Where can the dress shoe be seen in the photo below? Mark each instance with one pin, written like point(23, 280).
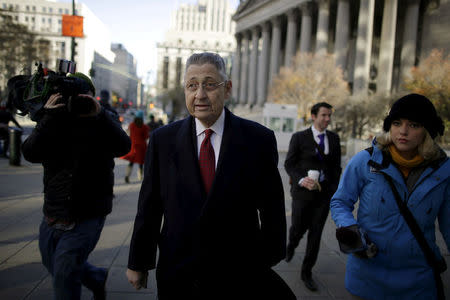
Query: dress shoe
point(289, 253)
point(309, 283)
point(100, 294)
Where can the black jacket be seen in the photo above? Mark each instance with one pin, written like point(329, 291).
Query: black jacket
point(302, 156)
point(240, 222)
point(78, 159)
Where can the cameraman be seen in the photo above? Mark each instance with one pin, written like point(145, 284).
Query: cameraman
point(76, 142)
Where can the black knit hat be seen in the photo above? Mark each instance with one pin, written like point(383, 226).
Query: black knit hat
point(417, 108)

•••

## Problem statement
Please update all the rows above, replacing "Query" with "Target" wherever it appears and changing nothing else. Leave the pictures out of your version.

## Answer to this exercise
Where can the dress shoe be seen in the photo below? Mark each instance with one pin, written like point(23, 280).
Target: dress shoe
point(289, 253)
point(309, 283)
point(100, 294)
Where can the black jacket be seen in the photo above? Mark each instance with one pin, written like point(329, 291).
Target: black jacket
point(302, 156)
point(240, 222)
point(78, 159)
Where can the cameraman be seen in the photo above? Mark each instance with one pin, written like point(145, 284).
Target: cameraman
point(76, 142)
Where can the black knit hat be seen in the photo above? Mark each instance with one pin, written like point(383, 226).
Target: black knit hat
point(417, 108)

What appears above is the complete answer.